## AVAILABLE RECORDS
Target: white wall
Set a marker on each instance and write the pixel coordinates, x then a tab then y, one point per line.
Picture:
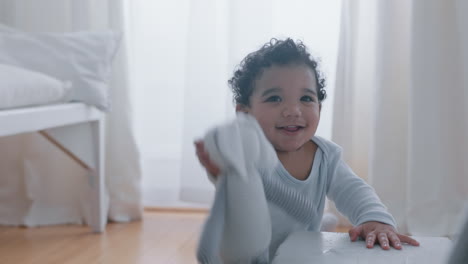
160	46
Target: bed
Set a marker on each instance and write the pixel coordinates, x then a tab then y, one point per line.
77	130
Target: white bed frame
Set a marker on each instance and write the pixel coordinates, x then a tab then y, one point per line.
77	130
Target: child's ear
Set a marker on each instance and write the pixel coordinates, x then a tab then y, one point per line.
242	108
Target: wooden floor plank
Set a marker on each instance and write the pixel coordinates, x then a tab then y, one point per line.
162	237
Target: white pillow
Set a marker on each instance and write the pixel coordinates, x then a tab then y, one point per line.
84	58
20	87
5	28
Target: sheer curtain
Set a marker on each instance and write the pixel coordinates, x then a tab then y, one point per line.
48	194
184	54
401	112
==
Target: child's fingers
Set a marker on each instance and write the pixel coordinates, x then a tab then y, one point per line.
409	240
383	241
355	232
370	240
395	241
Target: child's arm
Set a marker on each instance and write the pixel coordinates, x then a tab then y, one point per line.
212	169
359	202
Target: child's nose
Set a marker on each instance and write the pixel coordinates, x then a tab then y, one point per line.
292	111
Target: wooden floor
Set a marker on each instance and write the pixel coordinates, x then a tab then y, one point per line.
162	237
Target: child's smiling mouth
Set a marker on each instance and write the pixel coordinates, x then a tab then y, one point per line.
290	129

## WORK REQUIRED
Go line by line through the data above and report each one that holds the string "wooden".

## YOUR SOLUTION
Target: wooden floor plank
Target: wooden floor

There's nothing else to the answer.